[Location identification entries]
☆ ☆ ☆ ☆ ☆ ☆ ☆

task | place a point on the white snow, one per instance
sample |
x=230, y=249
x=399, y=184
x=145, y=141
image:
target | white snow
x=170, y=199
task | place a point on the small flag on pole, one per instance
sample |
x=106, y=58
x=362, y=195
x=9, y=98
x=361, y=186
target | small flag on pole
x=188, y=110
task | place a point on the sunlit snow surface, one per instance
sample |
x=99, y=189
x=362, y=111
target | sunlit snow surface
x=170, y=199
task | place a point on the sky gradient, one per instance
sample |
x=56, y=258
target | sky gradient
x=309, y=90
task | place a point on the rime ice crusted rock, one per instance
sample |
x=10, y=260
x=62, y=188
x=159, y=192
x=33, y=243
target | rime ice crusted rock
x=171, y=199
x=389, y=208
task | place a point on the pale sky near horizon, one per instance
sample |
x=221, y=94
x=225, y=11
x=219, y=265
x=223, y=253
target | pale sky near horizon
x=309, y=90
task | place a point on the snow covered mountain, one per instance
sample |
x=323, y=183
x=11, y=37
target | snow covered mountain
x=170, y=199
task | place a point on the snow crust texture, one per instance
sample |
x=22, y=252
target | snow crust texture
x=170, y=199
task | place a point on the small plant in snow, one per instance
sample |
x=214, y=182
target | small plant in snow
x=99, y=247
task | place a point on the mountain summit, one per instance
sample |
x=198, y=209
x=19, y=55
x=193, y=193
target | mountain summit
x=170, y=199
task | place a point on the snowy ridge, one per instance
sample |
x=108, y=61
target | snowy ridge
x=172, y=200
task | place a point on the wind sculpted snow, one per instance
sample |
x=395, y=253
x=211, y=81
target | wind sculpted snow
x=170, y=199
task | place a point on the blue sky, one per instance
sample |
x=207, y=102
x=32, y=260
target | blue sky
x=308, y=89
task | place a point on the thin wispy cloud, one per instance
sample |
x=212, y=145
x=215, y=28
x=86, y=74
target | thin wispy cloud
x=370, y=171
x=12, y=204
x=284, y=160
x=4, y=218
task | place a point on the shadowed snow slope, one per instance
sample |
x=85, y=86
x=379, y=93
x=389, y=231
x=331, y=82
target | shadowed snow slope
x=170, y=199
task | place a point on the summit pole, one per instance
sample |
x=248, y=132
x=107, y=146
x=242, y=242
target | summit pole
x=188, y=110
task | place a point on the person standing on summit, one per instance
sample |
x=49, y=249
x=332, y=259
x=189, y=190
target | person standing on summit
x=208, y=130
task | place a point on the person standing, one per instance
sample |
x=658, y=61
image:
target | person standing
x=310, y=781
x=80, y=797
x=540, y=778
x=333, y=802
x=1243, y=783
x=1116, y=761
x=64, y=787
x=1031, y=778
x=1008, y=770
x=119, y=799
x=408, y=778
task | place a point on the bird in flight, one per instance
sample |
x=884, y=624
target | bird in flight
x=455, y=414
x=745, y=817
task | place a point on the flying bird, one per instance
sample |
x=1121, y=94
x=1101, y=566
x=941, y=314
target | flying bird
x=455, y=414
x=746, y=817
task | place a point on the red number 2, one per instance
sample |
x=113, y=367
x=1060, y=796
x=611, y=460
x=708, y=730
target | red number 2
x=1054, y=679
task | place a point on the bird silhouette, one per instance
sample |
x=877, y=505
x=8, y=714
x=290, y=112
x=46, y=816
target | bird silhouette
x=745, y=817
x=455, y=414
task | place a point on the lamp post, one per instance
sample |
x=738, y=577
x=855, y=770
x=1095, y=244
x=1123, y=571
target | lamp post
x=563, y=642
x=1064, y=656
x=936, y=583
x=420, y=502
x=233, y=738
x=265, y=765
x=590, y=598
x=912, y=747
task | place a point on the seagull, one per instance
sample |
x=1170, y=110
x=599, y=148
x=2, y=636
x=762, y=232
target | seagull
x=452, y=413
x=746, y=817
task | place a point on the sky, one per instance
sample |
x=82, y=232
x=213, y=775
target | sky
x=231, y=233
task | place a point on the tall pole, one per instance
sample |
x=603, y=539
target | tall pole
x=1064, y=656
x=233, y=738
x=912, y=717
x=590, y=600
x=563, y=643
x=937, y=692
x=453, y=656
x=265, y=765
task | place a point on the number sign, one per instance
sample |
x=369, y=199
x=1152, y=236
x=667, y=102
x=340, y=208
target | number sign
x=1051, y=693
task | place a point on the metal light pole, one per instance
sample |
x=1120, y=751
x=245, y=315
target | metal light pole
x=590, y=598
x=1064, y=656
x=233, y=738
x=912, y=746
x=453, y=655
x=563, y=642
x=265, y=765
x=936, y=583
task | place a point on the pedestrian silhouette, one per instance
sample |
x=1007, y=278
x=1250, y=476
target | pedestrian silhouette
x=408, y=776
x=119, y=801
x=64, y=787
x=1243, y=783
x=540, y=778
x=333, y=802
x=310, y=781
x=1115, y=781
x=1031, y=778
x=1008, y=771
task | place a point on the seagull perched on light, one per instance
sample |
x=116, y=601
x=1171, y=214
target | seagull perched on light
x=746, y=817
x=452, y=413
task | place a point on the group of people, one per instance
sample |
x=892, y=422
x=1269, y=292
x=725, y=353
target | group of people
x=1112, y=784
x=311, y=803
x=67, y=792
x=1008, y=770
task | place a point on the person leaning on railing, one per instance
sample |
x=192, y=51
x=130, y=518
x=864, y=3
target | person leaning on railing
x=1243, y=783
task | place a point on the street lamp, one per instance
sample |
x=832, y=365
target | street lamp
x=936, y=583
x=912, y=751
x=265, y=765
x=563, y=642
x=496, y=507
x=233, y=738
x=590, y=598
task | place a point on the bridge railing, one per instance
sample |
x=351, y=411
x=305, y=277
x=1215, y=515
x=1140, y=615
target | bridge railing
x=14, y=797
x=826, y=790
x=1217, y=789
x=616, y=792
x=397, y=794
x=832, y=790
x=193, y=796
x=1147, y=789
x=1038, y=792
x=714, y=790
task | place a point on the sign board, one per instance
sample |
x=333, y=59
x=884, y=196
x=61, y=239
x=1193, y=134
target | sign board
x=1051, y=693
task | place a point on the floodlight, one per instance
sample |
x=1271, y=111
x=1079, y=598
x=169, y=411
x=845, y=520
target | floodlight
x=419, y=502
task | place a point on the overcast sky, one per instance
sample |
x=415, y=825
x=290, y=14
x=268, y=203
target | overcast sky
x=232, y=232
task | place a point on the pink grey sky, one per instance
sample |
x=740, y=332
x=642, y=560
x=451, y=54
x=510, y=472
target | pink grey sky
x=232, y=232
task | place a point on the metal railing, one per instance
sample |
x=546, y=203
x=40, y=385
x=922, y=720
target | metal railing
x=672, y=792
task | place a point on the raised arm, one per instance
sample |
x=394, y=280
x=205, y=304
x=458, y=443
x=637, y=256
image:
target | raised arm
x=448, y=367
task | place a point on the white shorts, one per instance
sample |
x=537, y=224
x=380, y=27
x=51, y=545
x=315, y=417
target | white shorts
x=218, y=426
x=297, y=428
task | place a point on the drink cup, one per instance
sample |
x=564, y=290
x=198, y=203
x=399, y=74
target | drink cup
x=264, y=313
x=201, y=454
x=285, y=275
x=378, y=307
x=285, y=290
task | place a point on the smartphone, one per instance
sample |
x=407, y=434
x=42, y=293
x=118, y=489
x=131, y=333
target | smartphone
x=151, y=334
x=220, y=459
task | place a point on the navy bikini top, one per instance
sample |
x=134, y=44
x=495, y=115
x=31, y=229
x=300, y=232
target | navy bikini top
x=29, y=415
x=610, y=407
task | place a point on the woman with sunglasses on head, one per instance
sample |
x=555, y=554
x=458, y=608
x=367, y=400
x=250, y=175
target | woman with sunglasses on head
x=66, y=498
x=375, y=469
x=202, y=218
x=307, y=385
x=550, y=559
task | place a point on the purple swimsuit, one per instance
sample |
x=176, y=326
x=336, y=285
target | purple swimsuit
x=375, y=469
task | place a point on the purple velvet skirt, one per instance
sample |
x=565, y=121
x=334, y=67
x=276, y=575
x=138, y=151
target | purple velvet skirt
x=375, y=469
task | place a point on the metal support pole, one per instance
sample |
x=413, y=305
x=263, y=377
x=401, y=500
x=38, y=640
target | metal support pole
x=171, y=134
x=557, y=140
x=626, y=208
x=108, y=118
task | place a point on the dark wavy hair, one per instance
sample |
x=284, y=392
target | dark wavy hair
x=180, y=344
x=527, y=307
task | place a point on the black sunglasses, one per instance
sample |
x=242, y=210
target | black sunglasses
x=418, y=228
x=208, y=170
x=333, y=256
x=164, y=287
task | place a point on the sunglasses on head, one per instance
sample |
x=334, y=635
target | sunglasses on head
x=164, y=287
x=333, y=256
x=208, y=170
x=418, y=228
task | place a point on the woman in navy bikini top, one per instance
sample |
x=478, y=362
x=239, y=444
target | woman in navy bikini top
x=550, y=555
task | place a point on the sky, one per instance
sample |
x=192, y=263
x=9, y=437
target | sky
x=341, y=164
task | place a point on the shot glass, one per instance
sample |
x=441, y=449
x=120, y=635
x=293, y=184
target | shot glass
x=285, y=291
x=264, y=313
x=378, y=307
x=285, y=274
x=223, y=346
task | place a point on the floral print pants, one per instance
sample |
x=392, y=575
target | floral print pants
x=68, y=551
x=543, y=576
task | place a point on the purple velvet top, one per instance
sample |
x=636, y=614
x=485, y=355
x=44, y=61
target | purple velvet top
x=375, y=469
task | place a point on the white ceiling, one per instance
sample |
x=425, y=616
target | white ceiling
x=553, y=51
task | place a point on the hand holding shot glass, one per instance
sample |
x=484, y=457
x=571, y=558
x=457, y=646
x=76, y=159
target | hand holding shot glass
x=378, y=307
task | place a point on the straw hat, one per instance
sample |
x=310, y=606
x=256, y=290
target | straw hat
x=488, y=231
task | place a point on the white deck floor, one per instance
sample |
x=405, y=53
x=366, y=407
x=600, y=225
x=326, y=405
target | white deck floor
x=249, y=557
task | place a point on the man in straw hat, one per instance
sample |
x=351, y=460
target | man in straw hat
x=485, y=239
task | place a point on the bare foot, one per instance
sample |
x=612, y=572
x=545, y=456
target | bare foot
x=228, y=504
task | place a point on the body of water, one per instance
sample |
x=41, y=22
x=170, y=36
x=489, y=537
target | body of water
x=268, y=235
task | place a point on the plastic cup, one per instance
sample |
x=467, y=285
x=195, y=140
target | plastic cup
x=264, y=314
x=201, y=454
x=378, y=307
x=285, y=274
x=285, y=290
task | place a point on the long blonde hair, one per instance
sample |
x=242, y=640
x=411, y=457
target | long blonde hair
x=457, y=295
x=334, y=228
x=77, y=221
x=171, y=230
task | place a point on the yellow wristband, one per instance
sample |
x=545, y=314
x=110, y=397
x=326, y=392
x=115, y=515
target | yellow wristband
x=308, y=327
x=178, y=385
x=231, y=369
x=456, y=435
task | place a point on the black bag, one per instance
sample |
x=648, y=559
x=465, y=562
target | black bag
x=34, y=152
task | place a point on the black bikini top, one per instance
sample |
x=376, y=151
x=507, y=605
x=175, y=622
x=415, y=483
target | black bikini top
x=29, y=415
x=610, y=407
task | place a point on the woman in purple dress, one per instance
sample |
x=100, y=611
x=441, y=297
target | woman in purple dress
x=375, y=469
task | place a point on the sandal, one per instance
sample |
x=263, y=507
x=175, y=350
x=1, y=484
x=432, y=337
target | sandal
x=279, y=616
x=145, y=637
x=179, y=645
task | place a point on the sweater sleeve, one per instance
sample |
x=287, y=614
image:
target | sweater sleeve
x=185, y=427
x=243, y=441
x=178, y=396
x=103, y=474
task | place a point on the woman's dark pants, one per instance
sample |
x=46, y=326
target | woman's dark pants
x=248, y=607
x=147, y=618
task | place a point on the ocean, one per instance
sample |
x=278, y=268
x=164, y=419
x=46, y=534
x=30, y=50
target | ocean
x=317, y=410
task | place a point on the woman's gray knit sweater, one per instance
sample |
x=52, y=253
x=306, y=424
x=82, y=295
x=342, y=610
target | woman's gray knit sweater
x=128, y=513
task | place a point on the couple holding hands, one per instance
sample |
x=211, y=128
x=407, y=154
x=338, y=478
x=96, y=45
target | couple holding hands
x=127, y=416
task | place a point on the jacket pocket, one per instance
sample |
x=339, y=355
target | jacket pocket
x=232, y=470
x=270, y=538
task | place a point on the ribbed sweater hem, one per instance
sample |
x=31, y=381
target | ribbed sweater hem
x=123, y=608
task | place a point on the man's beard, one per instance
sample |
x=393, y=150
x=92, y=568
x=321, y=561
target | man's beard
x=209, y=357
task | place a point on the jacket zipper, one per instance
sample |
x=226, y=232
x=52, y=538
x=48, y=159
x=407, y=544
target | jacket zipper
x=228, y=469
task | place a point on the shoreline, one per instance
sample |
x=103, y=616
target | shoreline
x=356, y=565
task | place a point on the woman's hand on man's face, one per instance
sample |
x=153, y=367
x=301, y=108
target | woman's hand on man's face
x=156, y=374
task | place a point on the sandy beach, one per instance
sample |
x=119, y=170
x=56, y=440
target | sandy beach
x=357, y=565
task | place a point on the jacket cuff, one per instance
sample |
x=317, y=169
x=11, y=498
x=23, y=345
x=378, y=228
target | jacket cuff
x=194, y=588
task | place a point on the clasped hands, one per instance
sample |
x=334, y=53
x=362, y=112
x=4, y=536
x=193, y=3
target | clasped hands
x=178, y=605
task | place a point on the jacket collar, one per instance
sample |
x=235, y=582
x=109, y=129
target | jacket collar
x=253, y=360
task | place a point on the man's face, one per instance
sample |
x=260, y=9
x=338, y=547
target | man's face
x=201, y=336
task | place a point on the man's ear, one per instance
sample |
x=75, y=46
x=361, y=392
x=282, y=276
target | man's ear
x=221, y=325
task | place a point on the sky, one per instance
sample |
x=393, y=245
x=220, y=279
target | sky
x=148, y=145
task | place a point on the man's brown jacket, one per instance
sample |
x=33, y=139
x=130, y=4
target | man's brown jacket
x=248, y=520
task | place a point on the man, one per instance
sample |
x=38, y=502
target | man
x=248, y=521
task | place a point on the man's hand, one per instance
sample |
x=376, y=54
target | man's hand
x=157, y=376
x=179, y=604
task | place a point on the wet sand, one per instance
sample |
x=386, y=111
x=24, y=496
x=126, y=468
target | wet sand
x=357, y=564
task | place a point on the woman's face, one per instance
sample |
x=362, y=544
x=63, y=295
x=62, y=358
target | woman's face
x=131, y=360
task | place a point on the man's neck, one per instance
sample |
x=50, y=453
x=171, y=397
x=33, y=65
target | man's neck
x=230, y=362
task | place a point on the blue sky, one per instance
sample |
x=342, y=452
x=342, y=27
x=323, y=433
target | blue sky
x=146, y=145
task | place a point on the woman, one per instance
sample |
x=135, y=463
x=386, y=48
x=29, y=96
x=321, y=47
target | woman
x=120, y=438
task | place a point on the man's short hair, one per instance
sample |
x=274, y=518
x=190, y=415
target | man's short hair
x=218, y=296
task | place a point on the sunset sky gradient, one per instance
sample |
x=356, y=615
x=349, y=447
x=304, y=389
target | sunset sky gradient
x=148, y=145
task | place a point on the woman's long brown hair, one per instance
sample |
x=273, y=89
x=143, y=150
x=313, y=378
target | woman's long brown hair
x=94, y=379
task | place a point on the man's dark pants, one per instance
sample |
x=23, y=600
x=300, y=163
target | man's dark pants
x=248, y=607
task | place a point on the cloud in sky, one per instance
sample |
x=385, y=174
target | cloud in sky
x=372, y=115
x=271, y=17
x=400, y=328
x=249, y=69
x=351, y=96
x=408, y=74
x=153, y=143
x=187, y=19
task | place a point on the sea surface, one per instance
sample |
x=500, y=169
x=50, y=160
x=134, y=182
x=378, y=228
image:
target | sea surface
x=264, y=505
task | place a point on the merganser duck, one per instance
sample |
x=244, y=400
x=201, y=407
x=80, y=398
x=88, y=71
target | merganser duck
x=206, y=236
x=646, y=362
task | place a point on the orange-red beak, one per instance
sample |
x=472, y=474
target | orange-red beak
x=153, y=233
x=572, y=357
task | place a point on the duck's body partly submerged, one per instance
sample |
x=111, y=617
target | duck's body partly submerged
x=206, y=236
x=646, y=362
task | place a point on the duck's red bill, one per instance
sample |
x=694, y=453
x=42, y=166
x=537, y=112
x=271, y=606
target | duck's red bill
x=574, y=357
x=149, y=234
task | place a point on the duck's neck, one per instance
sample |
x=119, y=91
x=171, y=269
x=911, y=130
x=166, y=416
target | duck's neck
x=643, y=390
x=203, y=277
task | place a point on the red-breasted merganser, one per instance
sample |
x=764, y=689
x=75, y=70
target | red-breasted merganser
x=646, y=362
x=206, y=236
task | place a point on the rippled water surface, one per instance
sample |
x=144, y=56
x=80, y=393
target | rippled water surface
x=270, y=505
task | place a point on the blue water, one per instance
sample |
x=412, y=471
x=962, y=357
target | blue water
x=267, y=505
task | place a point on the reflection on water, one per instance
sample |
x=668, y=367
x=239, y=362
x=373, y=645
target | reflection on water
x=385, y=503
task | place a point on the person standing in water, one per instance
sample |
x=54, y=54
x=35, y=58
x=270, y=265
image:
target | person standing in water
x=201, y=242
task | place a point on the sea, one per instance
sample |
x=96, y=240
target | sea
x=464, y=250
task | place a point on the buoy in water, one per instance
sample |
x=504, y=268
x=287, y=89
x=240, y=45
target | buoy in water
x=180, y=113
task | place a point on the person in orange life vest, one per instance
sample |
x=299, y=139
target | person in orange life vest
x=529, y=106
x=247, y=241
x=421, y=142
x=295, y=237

☆ ☆ ☆ ☆ ☆ ☆ ☆

EXERCISE REQUIREMENTS:
Transcribe, word for word, every line from the one containing "task | place a point on the reflection" through the final line of the entries, and nothing else.

SOLUTION TO THIS PROBLEM:
task | place a point on the reflection on water, one per instance
sample |
x=668, y=367
x=239, y=362
x=373, y=645
target | reflection on water
x=385, y=503
task | place a point on the person standing in water, one per instance
sample |
x=54, y=54
x=35, y=58
x=270, y=265
image:
target | person standing in water
x=201, y=242
task | place a point on the sea, one per instance
sample |
x=96, y=240
target | sea
x=464, y=250
task | place a point on the buoy in water, one per instance
sample |
x=504, y=268
x=287, y=89
x=240, y=45
target | buoy in water
x=180, y=113
task | place a point on the person in orange life vest, one per instance
sample |
x=299, y=139
target | person in orange life vest
x=529, y=106
x=247, y=241
x=421, y=142
x=295, y=237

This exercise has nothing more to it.